(EXTRAIT)
--
Entre anniversaires via zoom, couvre-feux et bientôt métavers, beaucoup font le parallèle entre notre curieux présent et la série britannique Black Mirror, censée nous dépeindre des mondes futurs allant à la dérive. Si bien que pour marquer le coup avec humour et satire, son réalisateur, Charlie Brooker, et Netflix ont consacré des « mockumentaries » (faux documentaires humoristiques), maintenant devenus annuels, Death to 2020, suivi de Death to 2021, revenant sur l’étrangeté ambiante et le caractère chaotique de ces dernières années. Espérons que l’édition 2022 soit nommée de manière plus gaie.

2022, déjà ? Outre la pandémie, ce passage aux années vingt 2.0 est aussi un coup de vieux. Une preuve indéniable du temps qui passe pour beaucoup d’entre nous, qui s’étonnent encore avec effroi du fait que le futur de Retour vers le futur 2 était en fait… en 2015. Les années 2020 étaient ainsi imaginées dans le passé comme un futur proche mais établi, où le progrès aurait atteint son paroxysme, pour le meilleur comme pour le pire.

Nous y sommes, le futur, c’est maintenant. Plutôt trottinettes électriques que voitures volantes et plutôt attestations de sortie que téléportation, il semblerait que l’humanité ait été un brin trop optimiste sur le jugement de ses capacités de progrès. Alors que notre présent semble lui-même relever d’une science-fiction mal écrite, nous vous proposons un temps de voyager à travers les spéculations du passé, à la fois pertinentes et exubérantes, sur notre fraîche décennie adorée.
--
(Entrées de données)
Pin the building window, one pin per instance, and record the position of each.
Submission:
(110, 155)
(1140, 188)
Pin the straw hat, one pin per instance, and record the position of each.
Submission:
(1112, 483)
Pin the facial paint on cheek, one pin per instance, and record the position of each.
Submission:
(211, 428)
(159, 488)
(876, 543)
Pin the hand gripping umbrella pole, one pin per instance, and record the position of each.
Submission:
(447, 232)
--
(CONSIGNE) D'après l'extrait, en quelle année se situait le futur de Retour vers le futur 2 ?

(SOLUTION) En 2015.